▶ _Extrait choisi_
----

Mémorandum de la Fédération des maisons médicales : jalons pour le changement


1er mars 2014, Fédération des maisons médicales et des collectifs de santé francophones

Bientôt les élections, régionales, fédérales, européennes. Sur fond d’un grand bouleversement : la sixième réforme de l’Etat. Les enjeux pour la santé sont énormes, à tous les étages et différents acteurs envoient leurs constats, revendications et propositions vers le monde politique. La Fédération des maisons médicales a élaboré 10 jalons pour le changement au niveau des soins de santé primaires. Elle propose également de considérer la réforme de l’état comme une opportunité de changement et d’agir au niveau européen.

Les propositions de la Fédération

Le modèle capitaliste actuellement en cours dans notre société n’est pas compatible avec notre projet et détruit petit à petit la solidarité et l’équité. Nous sommes dans une société de concurrence où seuls les plus forts vont pouvoir s’en sortir.

La Fédération des maisons médicales souhaite un changement radical, mais pour l’obtenir, elle choisit de travailler au travers des réformes. Des jalons vers ce changement doivent être posés dès aujourd’hui. Nous proposons 10 jalons qui nous semblent prioritaires en fonction du contexte actuel.

1 Développer une sécurité sociale universelle et solidaire

Il est essentiel de garantir une sécurité sociale solidaire basée sur la plus large population possible au minimum le niveau fédéral en Belgique et idéalement au niveau européen. Il faut également lutter contre la marchandisation des soins de santé. Les services doivent s’adresser à tous, avec la même qualité, sans médecine à deux vitesses et selon un principe d’équité : de chacun selon ses moyens (à la source lors de la cotisation au système) et à chacun selon ses besoins (en aval lorsqu’on a besoin des services de santé).

Le financement de la sécurité sociale et celui des services de santé doivent être basés sur tous les types de revenus (capital, patrimoine et travail). Il est important de prendre en compte l’ensemble des richesses pour constituer une sécurité sociale forte et solidaire.

----

Entrées de données:
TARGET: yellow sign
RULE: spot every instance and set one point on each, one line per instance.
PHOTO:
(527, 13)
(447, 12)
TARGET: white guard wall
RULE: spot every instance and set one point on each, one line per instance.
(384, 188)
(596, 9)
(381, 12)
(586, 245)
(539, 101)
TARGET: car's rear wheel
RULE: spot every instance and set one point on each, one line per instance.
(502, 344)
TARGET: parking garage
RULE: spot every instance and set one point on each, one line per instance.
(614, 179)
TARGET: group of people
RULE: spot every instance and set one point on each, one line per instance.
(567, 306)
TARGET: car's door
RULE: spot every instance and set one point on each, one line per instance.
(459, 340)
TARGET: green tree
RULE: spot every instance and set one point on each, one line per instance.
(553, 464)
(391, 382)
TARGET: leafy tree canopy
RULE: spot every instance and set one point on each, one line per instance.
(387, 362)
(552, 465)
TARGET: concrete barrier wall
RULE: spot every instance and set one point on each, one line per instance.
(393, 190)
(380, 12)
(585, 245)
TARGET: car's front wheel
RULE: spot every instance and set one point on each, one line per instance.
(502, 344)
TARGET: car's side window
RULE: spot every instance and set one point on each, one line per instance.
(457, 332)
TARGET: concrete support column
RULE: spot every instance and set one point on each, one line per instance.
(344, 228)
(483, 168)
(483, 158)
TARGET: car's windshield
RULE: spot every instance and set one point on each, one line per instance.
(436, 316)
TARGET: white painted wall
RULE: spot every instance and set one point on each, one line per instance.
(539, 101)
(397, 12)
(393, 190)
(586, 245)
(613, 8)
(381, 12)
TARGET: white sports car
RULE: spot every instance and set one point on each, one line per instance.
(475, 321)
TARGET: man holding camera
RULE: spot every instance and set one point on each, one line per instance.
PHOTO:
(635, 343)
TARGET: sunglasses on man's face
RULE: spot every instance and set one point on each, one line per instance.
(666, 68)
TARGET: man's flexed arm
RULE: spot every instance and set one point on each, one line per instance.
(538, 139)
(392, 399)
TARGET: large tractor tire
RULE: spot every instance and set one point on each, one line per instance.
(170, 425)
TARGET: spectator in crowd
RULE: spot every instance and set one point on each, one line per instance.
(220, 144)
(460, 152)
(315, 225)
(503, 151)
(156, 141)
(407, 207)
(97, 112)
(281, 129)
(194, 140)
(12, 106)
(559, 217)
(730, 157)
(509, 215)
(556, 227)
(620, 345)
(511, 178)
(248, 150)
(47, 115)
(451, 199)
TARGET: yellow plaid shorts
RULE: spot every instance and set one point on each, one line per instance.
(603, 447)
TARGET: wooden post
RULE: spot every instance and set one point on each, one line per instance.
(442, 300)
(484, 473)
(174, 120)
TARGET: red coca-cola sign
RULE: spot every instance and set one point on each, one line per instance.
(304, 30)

----

▶ _Énoncé_
Recopiez mot pour mot le passage du mémorandum situé entre « Le modèle capitaliste » et « pouvoir s’en sortir. », ces deux bouts de phrase compris.

▶ _Réponse rédigée_
Le modèle capitaliste actuellement en cours dans notre société n’est pas compatible avec notre projet et détruit petit à petit la solidarité et l’équité. Nous sommes dans une société de concurrence où seuls les plus forts vont pouvoir s’en sortir.